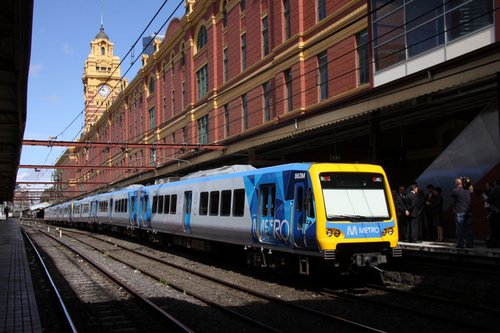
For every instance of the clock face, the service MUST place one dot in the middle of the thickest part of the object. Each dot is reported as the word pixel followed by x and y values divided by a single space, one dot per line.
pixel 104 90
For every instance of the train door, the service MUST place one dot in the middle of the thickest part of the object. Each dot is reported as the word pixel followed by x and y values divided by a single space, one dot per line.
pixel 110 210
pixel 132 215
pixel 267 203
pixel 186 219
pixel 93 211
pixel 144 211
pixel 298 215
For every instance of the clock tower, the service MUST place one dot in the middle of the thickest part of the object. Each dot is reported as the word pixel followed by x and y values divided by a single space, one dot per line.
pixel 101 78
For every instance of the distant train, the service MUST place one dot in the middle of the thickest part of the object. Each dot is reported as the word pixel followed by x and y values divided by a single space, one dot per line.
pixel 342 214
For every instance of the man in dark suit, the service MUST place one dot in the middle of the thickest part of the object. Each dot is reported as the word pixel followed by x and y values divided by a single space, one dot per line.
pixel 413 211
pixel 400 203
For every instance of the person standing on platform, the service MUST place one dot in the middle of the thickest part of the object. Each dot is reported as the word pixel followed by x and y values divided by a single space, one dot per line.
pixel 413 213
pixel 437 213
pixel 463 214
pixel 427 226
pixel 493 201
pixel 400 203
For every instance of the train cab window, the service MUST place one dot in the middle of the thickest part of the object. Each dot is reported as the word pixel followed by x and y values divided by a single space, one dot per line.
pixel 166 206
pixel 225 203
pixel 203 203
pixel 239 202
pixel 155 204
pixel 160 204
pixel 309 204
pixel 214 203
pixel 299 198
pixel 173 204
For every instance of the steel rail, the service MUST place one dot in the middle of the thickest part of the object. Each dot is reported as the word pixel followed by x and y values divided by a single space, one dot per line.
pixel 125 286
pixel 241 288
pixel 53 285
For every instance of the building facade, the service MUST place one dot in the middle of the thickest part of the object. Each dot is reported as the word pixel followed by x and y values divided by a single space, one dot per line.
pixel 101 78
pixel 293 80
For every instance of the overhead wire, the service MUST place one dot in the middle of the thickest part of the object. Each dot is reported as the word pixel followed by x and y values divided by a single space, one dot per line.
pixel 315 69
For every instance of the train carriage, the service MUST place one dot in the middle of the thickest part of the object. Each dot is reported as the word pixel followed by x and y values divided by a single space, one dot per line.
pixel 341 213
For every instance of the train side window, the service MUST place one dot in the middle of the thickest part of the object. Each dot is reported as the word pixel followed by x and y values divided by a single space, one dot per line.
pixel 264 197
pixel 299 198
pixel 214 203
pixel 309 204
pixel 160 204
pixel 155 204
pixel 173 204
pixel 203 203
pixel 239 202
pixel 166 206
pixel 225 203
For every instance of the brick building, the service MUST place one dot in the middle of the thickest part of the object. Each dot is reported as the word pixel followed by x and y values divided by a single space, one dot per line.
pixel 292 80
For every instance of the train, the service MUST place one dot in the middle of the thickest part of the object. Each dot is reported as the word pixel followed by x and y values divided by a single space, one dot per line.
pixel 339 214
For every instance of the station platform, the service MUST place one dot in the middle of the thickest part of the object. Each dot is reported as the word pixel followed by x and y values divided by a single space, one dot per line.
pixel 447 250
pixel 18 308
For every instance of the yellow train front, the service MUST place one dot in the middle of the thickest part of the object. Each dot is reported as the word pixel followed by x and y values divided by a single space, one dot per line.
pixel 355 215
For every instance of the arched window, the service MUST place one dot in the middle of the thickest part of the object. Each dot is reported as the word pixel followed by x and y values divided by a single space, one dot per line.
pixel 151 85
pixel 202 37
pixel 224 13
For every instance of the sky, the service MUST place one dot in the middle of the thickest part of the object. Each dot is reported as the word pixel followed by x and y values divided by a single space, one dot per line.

...

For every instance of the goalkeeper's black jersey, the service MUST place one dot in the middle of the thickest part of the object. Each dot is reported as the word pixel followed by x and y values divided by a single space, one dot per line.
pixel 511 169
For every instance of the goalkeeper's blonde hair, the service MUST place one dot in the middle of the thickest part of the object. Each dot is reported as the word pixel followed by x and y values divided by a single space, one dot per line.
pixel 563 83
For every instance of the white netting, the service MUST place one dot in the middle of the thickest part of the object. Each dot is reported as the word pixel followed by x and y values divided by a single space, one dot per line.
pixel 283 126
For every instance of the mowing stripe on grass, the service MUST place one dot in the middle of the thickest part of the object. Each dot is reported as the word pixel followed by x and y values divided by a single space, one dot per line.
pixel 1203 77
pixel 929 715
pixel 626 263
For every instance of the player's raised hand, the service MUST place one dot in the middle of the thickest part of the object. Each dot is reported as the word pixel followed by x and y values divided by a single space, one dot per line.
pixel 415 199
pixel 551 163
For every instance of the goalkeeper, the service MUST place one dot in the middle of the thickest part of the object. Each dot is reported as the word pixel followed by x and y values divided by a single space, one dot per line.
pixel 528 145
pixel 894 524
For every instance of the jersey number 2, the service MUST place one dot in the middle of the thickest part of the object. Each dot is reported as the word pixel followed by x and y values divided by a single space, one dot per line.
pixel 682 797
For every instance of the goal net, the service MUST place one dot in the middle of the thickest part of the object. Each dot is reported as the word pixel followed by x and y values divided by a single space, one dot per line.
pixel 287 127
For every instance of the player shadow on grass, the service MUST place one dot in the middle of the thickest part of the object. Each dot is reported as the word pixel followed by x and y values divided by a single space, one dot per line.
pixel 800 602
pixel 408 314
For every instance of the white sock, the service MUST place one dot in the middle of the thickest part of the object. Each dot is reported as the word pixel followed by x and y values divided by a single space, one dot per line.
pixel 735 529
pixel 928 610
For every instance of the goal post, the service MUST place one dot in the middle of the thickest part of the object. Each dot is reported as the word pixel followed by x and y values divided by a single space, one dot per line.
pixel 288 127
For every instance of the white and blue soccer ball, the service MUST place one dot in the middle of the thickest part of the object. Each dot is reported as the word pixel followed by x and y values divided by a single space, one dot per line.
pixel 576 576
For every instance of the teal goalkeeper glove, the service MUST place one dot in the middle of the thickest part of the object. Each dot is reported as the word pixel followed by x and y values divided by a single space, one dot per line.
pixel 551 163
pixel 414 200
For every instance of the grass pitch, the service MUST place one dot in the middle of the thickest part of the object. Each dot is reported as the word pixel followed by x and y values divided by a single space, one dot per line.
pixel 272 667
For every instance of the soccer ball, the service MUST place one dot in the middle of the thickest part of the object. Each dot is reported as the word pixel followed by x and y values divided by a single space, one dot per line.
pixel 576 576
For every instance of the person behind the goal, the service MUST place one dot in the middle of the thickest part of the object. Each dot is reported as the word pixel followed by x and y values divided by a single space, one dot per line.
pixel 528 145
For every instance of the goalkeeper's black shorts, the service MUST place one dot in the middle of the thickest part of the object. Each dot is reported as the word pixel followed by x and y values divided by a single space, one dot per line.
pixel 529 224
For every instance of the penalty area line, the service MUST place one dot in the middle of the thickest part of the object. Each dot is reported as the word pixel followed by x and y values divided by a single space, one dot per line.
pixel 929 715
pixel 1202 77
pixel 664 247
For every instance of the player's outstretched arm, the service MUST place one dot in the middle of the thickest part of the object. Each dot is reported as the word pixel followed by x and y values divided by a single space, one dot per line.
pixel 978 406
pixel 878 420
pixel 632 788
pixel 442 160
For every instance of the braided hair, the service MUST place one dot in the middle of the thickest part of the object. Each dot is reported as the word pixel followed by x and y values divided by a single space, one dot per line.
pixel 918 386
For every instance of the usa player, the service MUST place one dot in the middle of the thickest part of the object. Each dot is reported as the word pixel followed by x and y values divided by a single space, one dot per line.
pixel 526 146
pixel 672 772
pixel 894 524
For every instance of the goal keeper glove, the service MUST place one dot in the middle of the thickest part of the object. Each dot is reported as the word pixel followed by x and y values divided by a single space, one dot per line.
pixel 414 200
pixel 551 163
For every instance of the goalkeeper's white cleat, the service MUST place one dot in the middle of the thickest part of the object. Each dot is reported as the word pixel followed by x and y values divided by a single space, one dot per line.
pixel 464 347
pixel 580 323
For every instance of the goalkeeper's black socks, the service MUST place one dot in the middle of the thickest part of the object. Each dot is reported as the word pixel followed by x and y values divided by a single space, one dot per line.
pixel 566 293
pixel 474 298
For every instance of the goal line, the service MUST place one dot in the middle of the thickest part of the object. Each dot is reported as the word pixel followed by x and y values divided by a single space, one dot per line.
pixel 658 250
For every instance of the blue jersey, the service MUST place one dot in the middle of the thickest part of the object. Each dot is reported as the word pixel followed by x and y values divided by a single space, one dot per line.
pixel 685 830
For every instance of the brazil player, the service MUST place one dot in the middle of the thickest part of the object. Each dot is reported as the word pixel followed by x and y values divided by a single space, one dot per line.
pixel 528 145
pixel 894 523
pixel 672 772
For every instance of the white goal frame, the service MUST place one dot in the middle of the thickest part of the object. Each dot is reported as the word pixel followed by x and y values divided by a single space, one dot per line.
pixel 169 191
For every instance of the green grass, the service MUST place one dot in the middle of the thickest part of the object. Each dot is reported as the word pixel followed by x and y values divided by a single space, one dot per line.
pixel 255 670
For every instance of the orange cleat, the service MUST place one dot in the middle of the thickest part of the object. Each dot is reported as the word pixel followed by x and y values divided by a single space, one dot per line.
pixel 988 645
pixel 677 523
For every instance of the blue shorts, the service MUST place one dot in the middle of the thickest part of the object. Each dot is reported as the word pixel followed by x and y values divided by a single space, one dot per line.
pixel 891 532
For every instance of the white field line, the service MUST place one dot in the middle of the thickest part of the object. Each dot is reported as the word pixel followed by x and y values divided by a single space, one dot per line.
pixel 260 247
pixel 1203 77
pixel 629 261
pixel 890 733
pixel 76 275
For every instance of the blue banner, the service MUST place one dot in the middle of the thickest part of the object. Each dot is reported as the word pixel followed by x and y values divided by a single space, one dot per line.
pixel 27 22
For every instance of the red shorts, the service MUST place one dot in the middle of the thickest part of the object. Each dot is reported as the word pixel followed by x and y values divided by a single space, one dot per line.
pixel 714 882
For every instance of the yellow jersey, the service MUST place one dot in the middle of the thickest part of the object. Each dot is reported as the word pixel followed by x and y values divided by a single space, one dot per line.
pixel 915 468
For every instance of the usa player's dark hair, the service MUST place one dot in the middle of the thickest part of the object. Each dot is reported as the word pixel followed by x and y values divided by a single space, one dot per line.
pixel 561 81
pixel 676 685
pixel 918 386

---

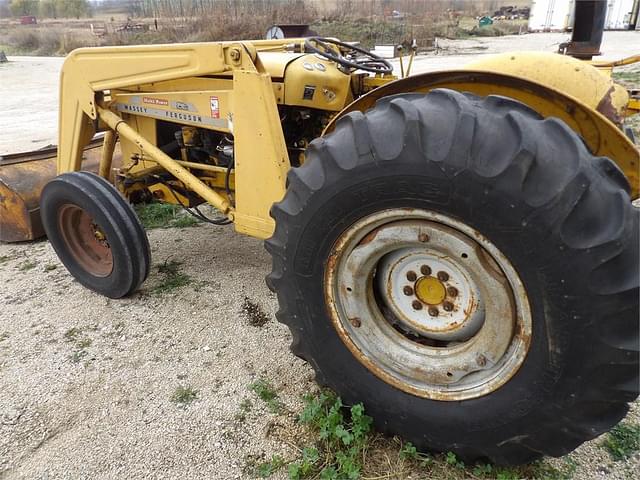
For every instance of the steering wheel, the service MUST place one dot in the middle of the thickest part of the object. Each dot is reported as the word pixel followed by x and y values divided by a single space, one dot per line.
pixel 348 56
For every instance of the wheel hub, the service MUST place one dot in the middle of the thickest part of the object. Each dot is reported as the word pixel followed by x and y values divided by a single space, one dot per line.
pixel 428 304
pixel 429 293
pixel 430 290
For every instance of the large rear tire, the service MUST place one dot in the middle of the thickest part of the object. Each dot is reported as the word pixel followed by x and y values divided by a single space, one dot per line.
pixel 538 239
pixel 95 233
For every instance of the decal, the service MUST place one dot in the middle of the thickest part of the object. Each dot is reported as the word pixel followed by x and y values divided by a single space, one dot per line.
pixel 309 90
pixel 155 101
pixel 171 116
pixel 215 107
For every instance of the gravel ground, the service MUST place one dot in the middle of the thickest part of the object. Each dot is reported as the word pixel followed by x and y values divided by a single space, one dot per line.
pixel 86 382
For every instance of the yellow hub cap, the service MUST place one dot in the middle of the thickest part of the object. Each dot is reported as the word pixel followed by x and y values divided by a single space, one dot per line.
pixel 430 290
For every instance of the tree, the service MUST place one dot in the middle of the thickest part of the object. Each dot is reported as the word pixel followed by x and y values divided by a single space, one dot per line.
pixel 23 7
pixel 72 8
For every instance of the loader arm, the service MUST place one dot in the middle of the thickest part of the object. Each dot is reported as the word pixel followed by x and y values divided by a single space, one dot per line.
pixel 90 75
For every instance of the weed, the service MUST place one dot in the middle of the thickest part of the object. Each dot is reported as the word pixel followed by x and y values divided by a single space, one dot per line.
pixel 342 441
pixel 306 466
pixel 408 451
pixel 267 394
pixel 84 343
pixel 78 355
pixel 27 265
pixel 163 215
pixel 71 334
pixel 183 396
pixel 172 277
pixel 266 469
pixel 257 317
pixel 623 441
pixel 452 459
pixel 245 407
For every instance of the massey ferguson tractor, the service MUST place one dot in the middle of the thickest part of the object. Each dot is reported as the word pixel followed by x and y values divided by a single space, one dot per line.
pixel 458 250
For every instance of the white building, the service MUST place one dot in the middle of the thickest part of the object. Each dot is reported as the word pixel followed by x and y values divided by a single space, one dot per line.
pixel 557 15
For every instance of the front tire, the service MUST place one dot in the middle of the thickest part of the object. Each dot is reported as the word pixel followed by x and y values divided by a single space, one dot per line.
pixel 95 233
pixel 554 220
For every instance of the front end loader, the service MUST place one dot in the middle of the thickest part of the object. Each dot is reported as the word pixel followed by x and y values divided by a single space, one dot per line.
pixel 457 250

# Set task
Reproduce word for word the stretch of the listing from the line containing "For every instance of the white goal" through the line containing "pixel 891 532", with both of those lines included.

# Result of this exercise
For every instance of the white goal frame, the service MUST place one dot in the middle of the thickest part of the object. Each dot is reported as the word pixel followed by x and y values divided by a single space, one dot per line.
pixel 169 191
For every instance of the green grass, the service MUST place one dot in the middle of the thickest part of the object. Each dot is reported as the word pixel followed by x and y values divided by a single space, one dot per line.
pixel 255 670
For every instance of the orange cleat, the service MUST place one dot in the middle of the thickest part of the object. Each dot is reported as the word pixel followed by x and y values divided by a single space, one dot per line.
pixel 988 645
pixel 677 523
For every instance of the blue shorts, the service MUST place one dot in the middle of the thickest part of the object. Each dot is reported as the word pixel followed by x and y values divided by a single space, one dot per line.
pixel 891 532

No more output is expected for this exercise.